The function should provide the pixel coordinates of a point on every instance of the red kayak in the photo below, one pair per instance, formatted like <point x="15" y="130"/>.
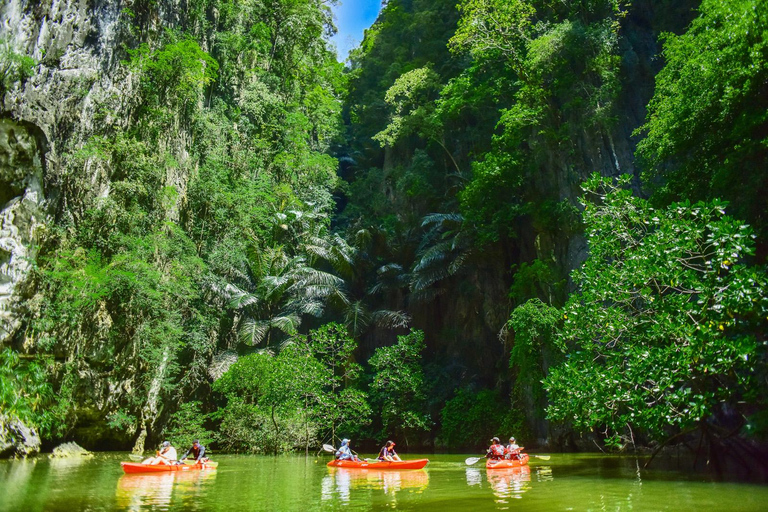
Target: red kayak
<point x="381" y="464"/>
<point x="507" y="463"/>
<point x="136" y="467"/>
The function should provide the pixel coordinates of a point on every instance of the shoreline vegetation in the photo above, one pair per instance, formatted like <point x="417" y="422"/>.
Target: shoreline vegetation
<point x="500" y="217"/>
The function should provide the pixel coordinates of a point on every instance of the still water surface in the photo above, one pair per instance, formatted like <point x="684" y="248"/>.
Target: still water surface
<point x="565" y="482"/>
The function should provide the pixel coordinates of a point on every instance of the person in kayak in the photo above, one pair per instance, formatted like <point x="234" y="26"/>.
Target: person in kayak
<point x="512" y="451"/>
<point x="496" y="451"/>
<point x="197" y="451"/>
<point x="345" y="452"/>
<point x="387" y="453"/>
<point x="165" y="455"/>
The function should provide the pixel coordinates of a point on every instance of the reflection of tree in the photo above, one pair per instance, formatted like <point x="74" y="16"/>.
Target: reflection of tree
<point x="474" y="477"/>
<point x="155" y="490"/>
<point x="390" y="481"/>
<point x="510" y="483"/>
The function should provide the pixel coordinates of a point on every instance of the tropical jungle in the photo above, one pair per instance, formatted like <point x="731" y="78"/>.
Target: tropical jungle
<point x="535" y="217"/>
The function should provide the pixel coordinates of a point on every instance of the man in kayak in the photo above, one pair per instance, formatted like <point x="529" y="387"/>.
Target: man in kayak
<point x="345" y="452"/>
<point x="496" y="451"/>
<point x="165" y="455"/>
<point x="388" y="453"/>
<point x="512" y="451"/>
<point x="197" y="451"/>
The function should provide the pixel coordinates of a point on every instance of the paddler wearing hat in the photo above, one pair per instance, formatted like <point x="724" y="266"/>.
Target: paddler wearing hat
<point x="496" y="451"/>
<point x="388" y="452"/>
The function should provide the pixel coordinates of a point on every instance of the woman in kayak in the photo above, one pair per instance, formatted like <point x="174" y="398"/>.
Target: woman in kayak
<point x="512" y="451"/>
<point x="388" y="453"/>
<point x="166" y="455"/>
<point x="496" y="451"/>
<point x="197" y="451"/>
<point x="345" y="453"/>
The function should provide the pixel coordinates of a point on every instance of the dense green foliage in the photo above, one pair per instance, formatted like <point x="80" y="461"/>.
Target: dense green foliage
<point x="268" y="251"/>
<point x="707" y="129"/>
<point x="665" y="332"/>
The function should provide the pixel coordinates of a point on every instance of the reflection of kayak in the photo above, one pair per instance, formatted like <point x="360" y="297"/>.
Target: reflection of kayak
<point x="384" y="464"/>
<point x="135" y="467"/>
<point x="138" y="491"/>
<point x="507" y="463"/>
<point x="389" y="480"/>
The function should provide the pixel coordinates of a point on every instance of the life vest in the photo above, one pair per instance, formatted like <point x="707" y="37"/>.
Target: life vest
<point x="497" y="451"/>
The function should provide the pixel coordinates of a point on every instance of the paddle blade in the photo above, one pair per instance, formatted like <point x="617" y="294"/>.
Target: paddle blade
<point x="192" y="462"/>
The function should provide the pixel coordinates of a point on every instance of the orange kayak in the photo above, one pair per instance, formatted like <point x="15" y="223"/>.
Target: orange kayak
<point x="507" y="463"/>
<point x="135" y="467"/>
<point x="383" y="464"/>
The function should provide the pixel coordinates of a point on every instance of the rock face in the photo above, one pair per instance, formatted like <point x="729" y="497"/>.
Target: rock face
<point x="17" y="439"/>
<point x="77" y="88"/>
<point x="68" y="450"/>
<point x="21" y="211"/>
<point x="72" y="44"/>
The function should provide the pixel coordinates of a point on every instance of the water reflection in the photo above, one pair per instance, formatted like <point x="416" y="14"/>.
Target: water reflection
<point x="340" y="481"/>
<point x="510" y="483"/>
<point x="157" y="490"/>
<point x="544" y="474"/>
<point x="474" y="477"/>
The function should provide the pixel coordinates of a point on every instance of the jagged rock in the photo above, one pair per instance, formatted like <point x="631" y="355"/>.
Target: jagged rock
<point x="67" y="450"/>
<point x="17" y="439"/>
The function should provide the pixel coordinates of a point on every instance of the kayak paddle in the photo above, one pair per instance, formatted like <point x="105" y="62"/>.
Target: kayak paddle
<point x="473" y="460"/>
<point x="330" y="449"/>
<point x="210" y="463"/>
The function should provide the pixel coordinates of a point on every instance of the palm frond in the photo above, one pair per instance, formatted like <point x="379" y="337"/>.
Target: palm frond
<point x="438" y="253"/>
<point x="441" y="219"/>
<point x="253" y="332"/>
<point x="458" y="262"/>
<point x="287" y="323"/>
<point x="426" y="278"/>
<point x="390" y="319"/>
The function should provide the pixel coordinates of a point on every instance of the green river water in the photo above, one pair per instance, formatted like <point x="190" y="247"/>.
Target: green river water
<point x="241" y="482"/>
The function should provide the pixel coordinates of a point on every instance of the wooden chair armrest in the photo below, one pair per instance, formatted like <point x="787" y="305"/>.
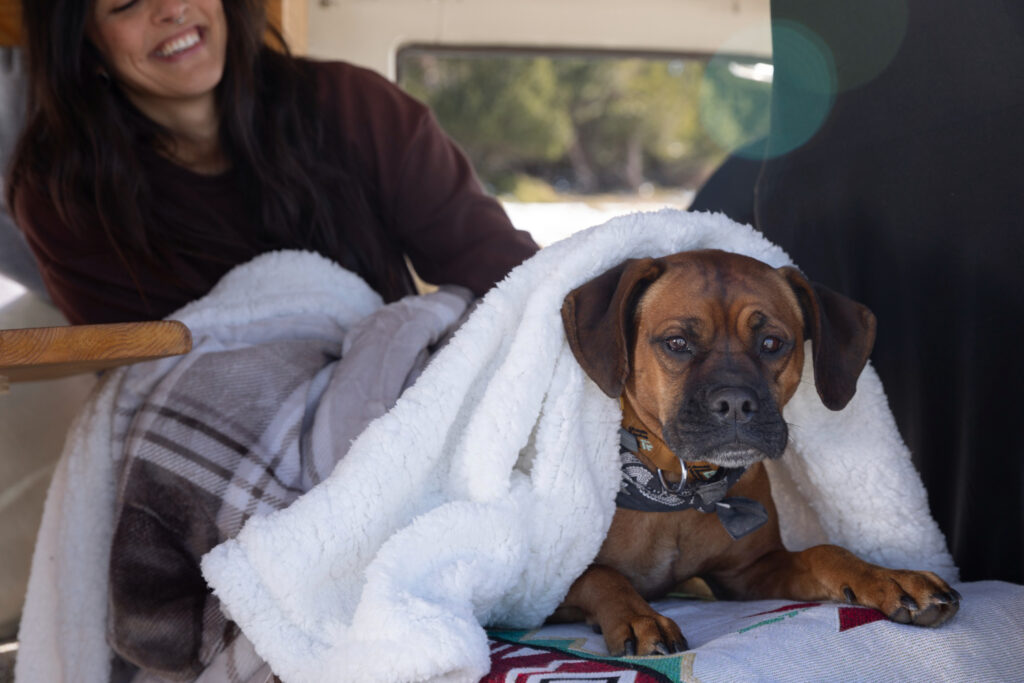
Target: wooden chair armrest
<point x="42" y="353"/>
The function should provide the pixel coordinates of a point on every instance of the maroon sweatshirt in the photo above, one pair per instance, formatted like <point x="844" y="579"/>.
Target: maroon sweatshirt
<point x="424" y="197"/>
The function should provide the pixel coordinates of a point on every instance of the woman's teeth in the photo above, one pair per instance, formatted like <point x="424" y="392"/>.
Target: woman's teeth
<point x="179" y="44"/>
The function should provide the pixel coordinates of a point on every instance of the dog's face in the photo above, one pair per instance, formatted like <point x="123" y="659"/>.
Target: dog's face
<point x="709" y="346"/>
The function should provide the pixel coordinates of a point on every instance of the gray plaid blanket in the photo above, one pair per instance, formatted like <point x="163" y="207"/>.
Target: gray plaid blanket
<point x="254" y="417"/>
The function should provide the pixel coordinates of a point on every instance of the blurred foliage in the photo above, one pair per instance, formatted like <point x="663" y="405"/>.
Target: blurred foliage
<point x="588" y="124"/>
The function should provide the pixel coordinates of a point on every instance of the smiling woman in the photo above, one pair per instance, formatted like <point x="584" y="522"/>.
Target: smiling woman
<point x="168" y="57"/>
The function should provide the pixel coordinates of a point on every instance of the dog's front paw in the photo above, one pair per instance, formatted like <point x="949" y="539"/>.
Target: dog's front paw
<point x="641" y="632"/>
<point x="907" y="597"/>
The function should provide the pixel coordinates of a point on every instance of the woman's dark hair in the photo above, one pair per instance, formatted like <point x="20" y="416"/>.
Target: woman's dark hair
<point x="82" y="139"/>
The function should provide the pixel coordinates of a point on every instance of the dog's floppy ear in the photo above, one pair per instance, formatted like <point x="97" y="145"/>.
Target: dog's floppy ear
<point x="598" y="317"/>
<point x="843" y="334"/>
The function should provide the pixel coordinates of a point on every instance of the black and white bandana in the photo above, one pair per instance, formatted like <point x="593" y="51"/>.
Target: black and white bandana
<point x="645" y="491"/>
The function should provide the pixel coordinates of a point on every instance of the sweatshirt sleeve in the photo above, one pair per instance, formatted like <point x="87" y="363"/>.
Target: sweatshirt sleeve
<point x="425" y="189"/>
<point x="84" y="278"/>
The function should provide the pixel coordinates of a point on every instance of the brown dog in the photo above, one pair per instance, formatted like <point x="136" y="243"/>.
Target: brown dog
<point x="704" y="349"/>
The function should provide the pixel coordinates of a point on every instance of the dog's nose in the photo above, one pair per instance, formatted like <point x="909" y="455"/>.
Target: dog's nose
<point x="732" y="404"/>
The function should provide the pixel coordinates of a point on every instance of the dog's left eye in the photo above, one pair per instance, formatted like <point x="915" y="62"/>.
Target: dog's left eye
<point x="771" y="345"/>
<point x="677" y="345"/>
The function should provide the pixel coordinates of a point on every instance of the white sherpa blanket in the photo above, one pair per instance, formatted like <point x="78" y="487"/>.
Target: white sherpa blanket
<point x="476" y="500"/>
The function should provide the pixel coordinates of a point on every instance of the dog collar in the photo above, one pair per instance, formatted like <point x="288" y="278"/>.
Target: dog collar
<point x="648" y="492"/>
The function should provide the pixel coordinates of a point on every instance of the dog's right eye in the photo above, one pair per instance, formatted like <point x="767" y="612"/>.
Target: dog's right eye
<point x="677" y="345"/>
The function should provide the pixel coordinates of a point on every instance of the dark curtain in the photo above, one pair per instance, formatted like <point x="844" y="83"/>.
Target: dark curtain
<point x="895" y="172"/>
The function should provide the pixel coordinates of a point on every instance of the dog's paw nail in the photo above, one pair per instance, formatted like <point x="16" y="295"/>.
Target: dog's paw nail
<point x="909" y="603"/>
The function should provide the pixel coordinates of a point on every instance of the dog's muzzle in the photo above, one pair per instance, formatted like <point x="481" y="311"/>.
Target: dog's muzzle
<point x="729" y="426"/>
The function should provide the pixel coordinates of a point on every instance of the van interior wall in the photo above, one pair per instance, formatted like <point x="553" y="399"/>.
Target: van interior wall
<point x="371" y="33"/>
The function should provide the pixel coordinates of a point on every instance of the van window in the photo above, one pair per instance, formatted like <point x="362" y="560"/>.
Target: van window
<point x="568" y="139"/>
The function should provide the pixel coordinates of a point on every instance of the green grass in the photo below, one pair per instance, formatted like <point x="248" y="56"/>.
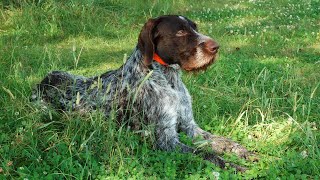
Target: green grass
<point x="263" y="92"/>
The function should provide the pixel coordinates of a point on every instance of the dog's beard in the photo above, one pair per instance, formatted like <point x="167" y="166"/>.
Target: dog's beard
<point x="200" y="61"/>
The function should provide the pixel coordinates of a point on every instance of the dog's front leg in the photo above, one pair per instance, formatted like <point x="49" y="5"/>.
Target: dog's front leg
<point x="222" y="144"/>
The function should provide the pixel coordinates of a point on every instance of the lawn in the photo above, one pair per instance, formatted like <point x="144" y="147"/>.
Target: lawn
<point x="263" y="92"/>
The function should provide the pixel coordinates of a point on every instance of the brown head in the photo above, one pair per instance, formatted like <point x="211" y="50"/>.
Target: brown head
<point x="177" y="41"/>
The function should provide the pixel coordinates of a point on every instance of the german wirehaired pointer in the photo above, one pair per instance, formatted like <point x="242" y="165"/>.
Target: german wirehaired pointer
<point x="147" y="85"/>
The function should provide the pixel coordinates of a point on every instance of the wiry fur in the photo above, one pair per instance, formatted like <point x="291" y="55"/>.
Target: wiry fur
<point x="145" y="89"/>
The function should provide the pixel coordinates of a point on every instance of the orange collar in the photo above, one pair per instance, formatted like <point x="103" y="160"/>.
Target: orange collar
<point x="157" y="58"/>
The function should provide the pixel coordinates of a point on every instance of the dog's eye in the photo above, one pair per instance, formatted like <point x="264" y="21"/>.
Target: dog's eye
<point x="181" y="33"/>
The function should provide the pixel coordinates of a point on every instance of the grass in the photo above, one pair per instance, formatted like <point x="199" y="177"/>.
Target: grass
<point x="263" y="92"/>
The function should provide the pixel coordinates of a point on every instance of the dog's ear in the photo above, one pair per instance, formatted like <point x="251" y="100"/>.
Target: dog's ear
<point x="145" y="41"/>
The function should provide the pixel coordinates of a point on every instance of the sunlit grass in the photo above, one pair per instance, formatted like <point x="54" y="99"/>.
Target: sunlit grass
<point x="263" y="91"/>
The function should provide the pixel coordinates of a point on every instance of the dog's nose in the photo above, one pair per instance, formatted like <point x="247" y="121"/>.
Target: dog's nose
<point x="211" y="46"/>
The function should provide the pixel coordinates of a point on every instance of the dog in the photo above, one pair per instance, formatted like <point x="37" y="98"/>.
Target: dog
<point x="148" y="84"/>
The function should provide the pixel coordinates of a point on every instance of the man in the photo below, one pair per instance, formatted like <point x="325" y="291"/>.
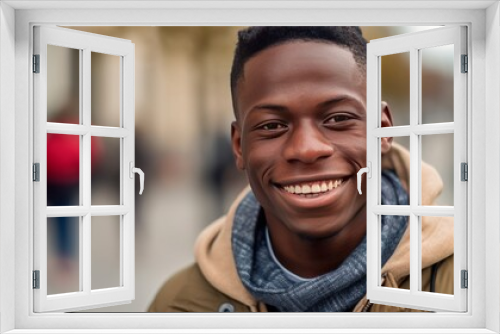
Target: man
<point x="297" y="240"/>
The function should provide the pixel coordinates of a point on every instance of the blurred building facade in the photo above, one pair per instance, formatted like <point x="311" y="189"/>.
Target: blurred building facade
<point x="183" y="113"/>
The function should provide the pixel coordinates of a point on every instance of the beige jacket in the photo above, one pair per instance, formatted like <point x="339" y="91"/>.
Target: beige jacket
<point x="212" y="284"/>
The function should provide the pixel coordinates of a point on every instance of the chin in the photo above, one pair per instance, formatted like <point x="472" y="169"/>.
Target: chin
<point x="317" y="233"/>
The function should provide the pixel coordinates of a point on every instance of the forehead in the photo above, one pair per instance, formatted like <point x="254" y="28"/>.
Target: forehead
<point x="300" y="66"/>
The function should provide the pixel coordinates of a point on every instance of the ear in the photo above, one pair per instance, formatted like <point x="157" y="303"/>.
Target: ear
<point x="236" y="144"/>
<point x="386" y="121"/>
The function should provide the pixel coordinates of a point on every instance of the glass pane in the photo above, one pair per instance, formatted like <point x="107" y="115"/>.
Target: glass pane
<point x="105" y="89"/>
<point x="437" y="151"/>
<point x="394" y="187"/>
<point x="437" y="84"/>
<point x="105" y="252"/>
<point x="63" y="255"/>
<point x="63" y="85"/>
<point x="395" y="81"/>
<point x="392" y="230"/>
<point x="63" y="170"/>
<point x="105" y="171"/>
<point x="436" y="277"/>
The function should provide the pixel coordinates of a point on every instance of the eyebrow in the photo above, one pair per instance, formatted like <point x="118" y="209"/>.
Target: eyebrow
<point x="333" y="101"/>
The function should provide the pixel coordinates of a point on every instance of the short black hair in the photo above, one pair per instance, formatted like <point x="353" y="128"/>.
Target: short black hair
<point x="253" y="40"/>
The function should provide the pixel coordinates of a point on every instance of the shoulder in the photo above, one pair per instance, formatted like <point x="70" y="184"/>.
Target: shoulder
<point x="437" y="277"/>
<point x="189" y="291"/>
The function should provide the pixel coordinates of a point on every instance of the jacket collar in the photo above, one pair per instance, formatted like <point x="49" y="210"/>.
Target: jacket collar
<point x="213" y="251"/>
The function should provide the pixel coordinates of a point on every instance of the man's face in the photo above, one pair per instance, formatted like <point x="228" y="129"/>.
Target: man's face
<point x="301" y="135"/>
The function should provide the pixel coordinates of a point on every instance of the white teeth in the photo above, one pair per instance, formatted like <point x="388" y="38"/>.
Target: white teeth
<point x="314" y="188"/>
<point x="323" y="187"/>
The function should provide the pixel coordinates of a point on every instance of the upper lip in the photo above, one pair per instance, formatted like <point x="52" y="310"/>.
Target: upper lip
<point x="311" y="179"/>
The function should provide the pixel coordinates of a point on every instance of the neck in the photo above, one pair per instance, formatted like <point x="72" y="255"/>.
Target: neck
<point x="311" y="257"/>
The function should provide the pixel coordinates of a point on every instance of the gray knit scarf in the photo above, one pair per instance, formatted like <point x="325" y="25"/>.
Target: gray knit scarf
<point x="336" y="291"/>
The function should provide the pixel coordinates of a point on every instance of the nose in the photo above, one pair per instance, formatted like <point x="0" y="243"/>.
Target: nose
<point x="307" y="144"/>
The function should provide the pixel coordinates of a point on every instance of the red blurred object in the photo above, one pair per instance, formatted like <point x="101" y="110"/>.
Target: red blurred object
<point x="63" y="158"/>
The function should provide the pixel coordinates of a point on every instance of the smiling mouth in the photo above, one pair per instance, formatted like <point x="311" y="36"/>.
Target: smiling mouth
<point x="313" y="189"/>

-.-.-

Instructions to follow. Sift through the entries and copy every line with "below".

Written response.
The function should provide the pixel coordinates of a point on every instance of the red kayak in the photo below, one pair per instance, formatted like <point x="15" y="130"/>.
The function should provide the pixel coordinates of a point on every instance of the wooden chair armrest in the photo below, one pair per instance, formatted like <point x="787" y="305"/>.
The function should provide the pixel coordinates of a point on every instance of the green grass in the photo below, one pair per instance, formatted like <point x="248" y="56"/>.
The function should provide the pixel coordinates of a point on every instance of the man in the photo below, one pair per instance, formatted like <point x="325" y="291"/>.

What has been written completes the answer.